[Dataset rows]
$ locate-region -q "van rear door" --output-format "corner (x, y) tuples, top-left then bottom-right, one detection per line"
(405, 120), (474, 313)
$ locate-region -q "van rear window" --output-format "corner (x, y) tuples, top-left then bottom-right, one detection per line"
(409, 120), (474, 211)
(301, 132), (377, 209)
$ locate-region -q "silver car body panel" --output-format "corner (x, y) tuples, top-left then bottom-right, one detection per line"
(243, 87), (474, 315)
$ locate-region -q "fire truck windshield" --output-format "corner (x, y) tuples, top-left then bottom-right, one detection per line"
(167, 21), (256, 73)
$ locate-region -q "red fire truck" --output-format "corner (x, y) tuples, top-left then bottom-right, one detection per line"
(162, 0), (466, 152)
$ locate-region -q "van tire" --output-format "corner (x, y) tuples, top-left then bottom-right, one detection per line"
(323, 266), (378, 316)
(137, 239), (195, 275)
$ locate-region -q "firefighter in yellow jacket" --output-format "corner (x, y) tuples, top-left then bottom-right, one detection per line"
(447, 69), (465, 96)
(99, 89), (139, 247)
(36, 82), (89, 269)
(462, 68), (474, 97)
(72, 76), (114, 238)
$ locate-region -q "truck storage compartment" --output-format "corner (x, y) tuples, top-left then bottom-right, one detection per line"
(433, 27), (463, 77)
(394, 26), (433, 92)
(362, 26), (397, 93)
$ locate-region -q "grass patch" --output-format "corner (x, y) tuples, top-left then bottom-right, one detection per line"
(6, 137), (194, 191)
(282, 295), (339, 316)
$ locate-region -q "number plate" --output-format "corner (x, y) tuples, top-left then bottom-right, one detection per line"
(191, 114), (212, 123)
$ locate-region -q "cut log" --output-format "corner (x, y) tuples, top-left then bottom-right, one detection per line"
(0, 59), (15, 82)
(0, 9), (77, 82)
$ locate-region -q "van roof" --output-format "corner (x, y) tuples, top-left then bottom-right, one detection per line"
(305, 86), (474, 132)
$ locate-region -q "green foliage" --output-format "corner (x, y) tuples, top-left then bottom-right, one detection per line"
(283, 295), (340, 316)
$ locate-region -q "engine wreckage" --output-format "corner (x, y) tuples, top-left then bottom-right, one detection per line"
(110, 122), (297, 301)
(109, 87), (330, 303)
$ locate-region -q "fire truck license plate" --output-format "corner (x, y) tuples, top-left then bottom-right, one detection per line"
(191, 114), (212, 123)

• **TASK TO COMPLETE**: Return every row above unchanged, keeping each line exactly as it appears.

• **FINISHED TASK**:
$ locate-region -q "van rear door" --output-format "corner (x, y) tuples, top-left then bottom-right, one detection per line"
(405, 120), (474, 313)
$ locate-region -q "van rear window" --output-format "corner (x, y) tuples, top-left then bottom-right, one detection per line"
(409, 120), (474, 211)
(301, 132), (377, 209)
$ locate-region -q "silver car body panel" --output-format "corner (x, y) tuples, top-left then bottom-right, one detection per line"
(243, 87), (474, 315)
$ locate-region -q "fire truck windshield" --output-format "corner (x, y) tuples, top-left then bottom-right, one detection per line"
(167, 21), (256, 73)
$ locate-region -q "red fire truck" --output-format "corner (x, y) tuples, top-left then bottom-right, one detection per line"
(162, 0), (466, 152)
$ locate-region -q "van tire" --output-format "corner (x, y) tuples, top-left then bottom-right, one detection per line"
(323, 266), (378, 316)
(137, 239), (195, 275)
$ locate-region -q "firefighter in yellow jacket" --output-format "corner (x, y) tuples, top-left then bottom-right, one detection per line"
(447, 69), (465, 96)
(99, 89), (139, 247)
(36, 82), (89, 269)
(462, 68), (474, 97)
(72, 76), (114, 238)
$ locate-region -q "truck storage compartment" --output-format "corner (x, y) tuples, top-left then bottom-right, one detection per line"
(433, 27), (463, 77)
(394, 26), (433, 92)
(362, 26), (397, 93)
$ locate-region -q "grass patch" --output-format "corner (x, y) tuples, top-left then bottom-right, one detection per line"
(6, 137), (194, 191)
(282, 295), (339, 316)
$ locate-region -q "number plate" --output-format "corner (x, y) tuples, top-left then bottom-right, one detection per line"
(191, 114), (212, 123)
$ locate-region -q "cut log" --output-format "corner (x, y) tuples, top-left then bottom-right, one detection per line"
(0, 59), (15, 82)
(0, 9), (77, 82)
$ locate-region -q "van roof" --output-format "corner (x, y) tuples, top-left then bottom-right, one detection per line"
(305, 86), (474, 132)
$ locate-region -q "green foliage" --output-format "corner (x, y) tuples, top-left then bottom-right, one detection per line"
(283, 295), (340, 316)
$ locate-region -q "engine wreckage" --output-format "corner (x, y) tuples, top-left then bottom-right, one detection per line"
(110, 122), (297, 301)
(109, 87), (330, 303)
$ locate-region -q "fire truck license plate" --output-format "corner (x, y) tuples, top-left then bottom-right, one detection per line"
(191, 114), (212, 123)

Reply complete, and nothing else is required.